GIVEN PROBLEM >> Echo the lines of data verbatim, starting at the line containing "Target: red drawstring" and ending at the line containing "[[[260,0],[227,0],[231,10],[236,14],[245,14],[255,9]]]", both included.

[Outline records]
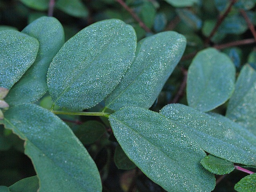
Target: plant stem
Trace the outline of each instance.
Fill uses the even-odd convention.
[[[245,173],[248,173],[248,174],[253,174],[255,173],[254,172],[252,172],[252,171],[249,171],[249,170],[247,170],[244,168],[243,168],[242,167],[240,167],[239,166],[238,166],[237,165],[234,166],[235,167],[235,168],[236,169],[237,169],[238,170],[239,170],[240,171],[242,171],[243,172],[244,172]]]
[[[229,12],[231,10],[231,8],[232,7],[232,6],[236,3],[236,2],[237,0],[232,0],[232,1],[230,3],[230,4],[229,5],[229,6],[228,6],[228,8],[227,10],[226,10],[225,12],[220,17],[219,17],[219,19],[218,20],[218,21],[217,22],[217,23],[216,23],[215,26],[214,26],[214,28],[212,31],[211,34],[210,34],[210,35],[207,38],[206,40],[205,40],[206,44],[207,45],[209,44],[209,42],[210,40],[211,39],[211,38],[212,38],[212,36],[214,35],[214,34],[217,31],[217,30],[218,30],[218,28],[220,25],[220,24],[221,24],[221,23],[222,22],[222,21],[223,21],[223,20],[224,20],[224,19],[228,15],[228,13],[229,13]]]
[[[133,10],[128,6],[127,5],[123,0],[116,0],[119,4],[122,5],[124,8],[128,12],[130,13],[134,19],[137,22],[139,23],[140,26],[144,30],[148,33],[152,33],[152,32],[148,28],[145,24],[141,20],[139,17],[134,12]]]
[[[49,9],[48,10],[48,16],[52,17],[53,15],[53,10],[55,4],[55,0],[50,0],[49,3]]]
[[[108,117],[111,114],[109,113],[103,112],[86,112],[83,111],[51,111],[54,114],[62,114],[64,115],[84,115],[87,116],[102,116]]]

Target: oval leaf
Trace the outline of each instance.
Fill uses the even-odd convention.
[[[202,159],[200,162],[209,171],[217,175],[227,174],[235,168],[232,162],[211,154]]]
[[[133,60],[136,44],[132,27],[116,19],[80,31],[64,44],[50,65],[48,84],[54,103],[82,110],[101,101]]]
[[[234,189],[238,192],[256,191],[256,173],[248,175],[242,179],[236,184]]]
[[[186,41],[174,32],[158,33],[138,43],[130,68],[106,99],[106,107],[117,110],[134,106],[148,108],[183,54]]]
[[[44,94],[48,88],[46,74],[50,63],[64,44],[62,26],[53,17],[41,17],[22,32],[37,39],[39,49],[35,62],[6,97],[6,102],[13,105],[36,101]]]
[[[188,105],[206,112],[224,103],[234,90],[235,73],[234,64],[225,54],[213,48],[200,52],[188,72]]]
[[[25,153],[34,164],[40,191],[101,191],[94,162],[57,116],[35,104],[24,104],[10,108],[0,123],[25,140]]]
[[[200,161],[205,153],[175,123],[159,114],[135,107],[109,116],[123,150],[145,174],[169,192],[211,191],[213,174]]]
[[[39,43],[13,30],[0,31],[0,87],[10,89],[34,63]]]
[[[226,116],[256,135],[256,71],[249,65],[241,70]]]
[[[256,165],[256,136],[229,119],[181,104],[168,105],[160,113],[210,154],[234,163]]]

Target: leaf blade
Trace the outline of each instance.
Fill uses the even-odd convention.
[[[91,25],[68,41],[48,72],[54,103],[82,110],[103,100],[133,60],[136,40],[130,26],[112,19]]]

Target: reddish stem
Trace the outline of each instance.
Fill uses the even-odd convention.
[[[140,26],[144,30],[149,33],[152,33],[152,32],[148,28],[145,24],[141,20],[139,17],[136,14],[133,10],[129,7],[124,2],[123,0],[116,0],[117,2],[119,3],[121,5],[122,5],[126,10],[130,13],[134,19],[137,22],[139,23]]]
[[[235,167],[235,169],[237,169],[238,170],[239,170],[240,171],[242,171],[243,172],[244,172],[245,173],[246,173],[248,174],[253,174],[254,173],[255,173],[254,172],[252,172],[252,171],[247,170],[244,168],[240,167],[239,166],[238,166],[237,165],[235,165],[234,166]]]
[[[247,25],[248,26],[248,27],[251,30],[252,33],[252,35],[253,35],[253,37],[254,37],[255,41],[256,41],[256,31],[255,31],[255,29],[254,28],[254,26],[253,25],[253,24],[252,23],[252,22],[250,20],[249,17],[248,17],[248,16],[247,14],[246,14],[246,12],[245,12],[244,10],[243,9],[241,9],[240,10],[240,12],[243,16],[243,17],[244,18],[245,21],[247,23]]]
[[[220,24],[221,24],[221,23],[222,22],[225,18],[227,16],[228,14],[228,13],[230,12],[230,10],[231,10],[231,8],[232,7],[232,6],[233,6],[233,5],[234,5],[236,3],[237,0],[232,0],[232,1],[229,5],[229,6],[228,6],[228,7],[226,9],[224,14],[219,18],[218,21],[217,22],[217,23],[216,23],[216,24],[215,25],[215,26],[214,26],[214,27],[212,31],[212,32],[211,32],[209,36],[207,38],[206,38],[205,40],[206,44],[209,44],[210,39],[211,39],[211,38],[212,37],[215,33],[217,32],[217,30],[220,25]]]
[[[50,0],[49,3],[49,9],[48,10],[48,16],[52,17],[53,15],[53,10],[55,4],[54,0]]]

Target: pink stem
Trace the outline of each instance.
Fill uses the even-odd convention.
[[[242,171],[243,172],[244,172],[245,173],[246,173],[248,174],[253,174],[254,173],[254,172],[249,171],[249,170],[247,170],[244,168],[243,168],[242,167],[240,167],[239,166],[238,166],[237,165],[235,165],[234,167],[236,169],[237,169],[238,170],[239,170],[240,171]]]

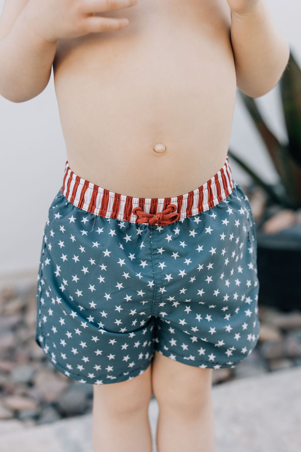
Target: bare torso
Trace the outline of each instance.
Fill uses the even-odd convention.
[[[139,0],[99,15],[130,24],[58,41],[53,62],[70,167],[137,198],[199,187],[225,162],[234,110],[226,0]]]

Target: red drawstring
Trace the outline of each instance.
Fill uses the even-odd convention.
[[[169,204],[164,210],[157,213],[147,213],[143,211],[141,207],[134,207],[132,212],[134,215],[139,217],[137,221],[139,224],[148,223],[150,225],[154,225],[157,223],[161,226],[164,226],[179,219],[180,214],[175,212],[177,209],[176,204]]]

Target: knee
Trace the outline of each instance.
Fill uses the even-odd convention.
[[[211,378],[192,382],[175,380],[168,385],[157,384],[154,391],[160,410],[195,416],[212,404]]]
[[[118,383],[116,384],[116,385]],[[130,416],[148,409],[152,398],[150,388],[134,388],[132,391],[129,386],[126,387],[114,388],[114,384],[105,388],[97,386],[93,388],[93,408],[94,411],[105,413],[106,415],[116,418]]]

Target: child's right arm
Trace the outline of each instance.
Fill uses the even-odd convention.
[[[47,86],[56,42],[39,38],[29,26],[24,14],[28,0],[8,1],[0,18],[0,94],[23,102]]]
[[[137,0],[8,2],[0,17],[0,94],[23,102],[47,86],[58,39],[125,28],[125,18],[94,14],[134,6]]]

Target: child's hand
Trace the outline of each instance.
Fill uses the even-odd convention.
[[[29,0],[23,12],[34,33],[49,42],[114,31],[129,24],[126,18],[95,16],[94,13],[121,9],[138,0]]]
[[[260,0],[227,0],[231,10],[236,14],[245,14],[255,9]]]

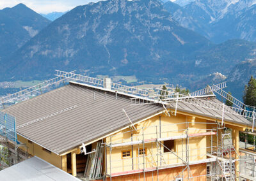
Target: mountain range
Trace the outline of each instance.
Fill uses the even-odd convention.
[[[256,75],[256,43],[248,41],[256,38],[251,23],[255,5],[228,1],[196,0],[180,6],[108,0],[77,6],[52,22],[47,20],[2,59],[0,80],[43,80],[55,69],[93,76],[135,75],[139,82],[181,83],[192,90],[228,80],[241,98],[244,83]],[[230,27],[243,28],[228,30],[230,20]]]
[[[184,6],[168,1],[164,6],[180,25],[214,43],[256,42],[256,0],[196,0]]]
[[[47,18],[51,21],[54,21],[58,19],[67,12],[51,12],[48,14],[40,14],[45,18]]]
[[[0,64],[50,23],[23,4],[0,10]]]

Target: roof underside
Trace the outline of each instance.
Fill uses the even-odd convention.
[[[163,110],[162,105],[156,104],[131,106],[129,98],[118,94],[116,99],[115,93],[70,83],[3,112],[15,116],[19,127],[77,106],[17,130],[18,134],[61,154],[130,125],[123,108],[134,122]]]
[[[77,107],[17,129],[18,134],[57,154],[104,137],[133,122],[164,110],[162,105],[131,105],[134,96],[118,94],[81,83],[58,88],[3,111],[16,117],[19,127],[64,109]],[[205,100],[221,103],[215,97]],[[175,103],[170,108],[175,109]],[[177,110],[214,119],[222,119],[222,112],[188,103],[179,102]],[[242,116],[225,113],[225,120],[243,125],[250,122]]]

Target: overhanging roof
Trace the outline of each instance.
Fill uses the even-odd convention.
[[[33,157],[0,171],[0,180],[80,180],[37,157]]]
[[[102,138],[131,125],[123,112],[133,122],[164,110],[161,104],[131,105],[135,96],[103,88],[70,82],[31,99],[10,106],[3,112],[16,117],[16,126],[43,118],[17,129],[18,134],[57,154]],[[205,100],[221,103],[215,97]],[[73,107],[53,116],[48,115]],[[175,103],[170,108],[175,109]],[[179,102],[177,110],[221,119],[222,112],[207,107]],[[225,113],[225,120],[242,125],[250,122],[241,115]]]
[[[77,107],[17,129],[18,134],[61,154],[164,110],[163,105],[131,105],[124,94],[71,83],[3,110],[16,126],[74,106]]]

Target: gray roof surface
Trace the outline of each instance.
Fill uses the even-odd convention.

ANSWER BELOW >>
Target: red drawstring
Trace the outline of each instance.
Fill uses the even-odd convention.
[[[169,204],[164,210],[157,213],[147,213],[143,211],[141,207],[134,207],[132,212],[134,215],[139,217],[137,221],[139,224],[148,223],[150,225],[154,225],[157,223],[161,226],[164,226],[179,219],[180,214],[175,212],[177,209],[176,204]]]

Target: knee
Trace the outline of each instance.
Fill uses the even-odd convention.
[[[211,378],[192,382],[175,380],[168,385],[157,384],[154,391],[160,410],[195,416],[212,404]]]
[[[118,383],[116,384],[116,385]],[[130,416],[148,409],[152,398],[150,388],[134,388],[132,391],[129,386],[126,387],[114,388],[114,384],[105,388],[97,386],[93,388],[93,408],[94,411],[105,413],[106,415],[116,418]]]

Target: child's right arm
Trace the outline of each instance.
Fill uses the even-odd convention.
[[[47,86],[56,42],[39,38],[29,26],[24,14],[28,0],[8,1],[0,18],[0,94],[23,102]]]
[[[137,0],[8,2],[0,17],[0,94],[23,102],[47,86],[58,39],[125,28],[125,18],[94,14],[134,6]]]

Target: child's hand
Trace the outline of each instance.
Fill uses the even-odd convention.
[[[29,0],[23,12],[34,33],[49,42],[114,31],[129,24],[126,18],[95,16],[94,13],[121,9],[138,0]]]
[[[260,0],[227,0],[231,10],[236,14],[245,14],[255,9]]]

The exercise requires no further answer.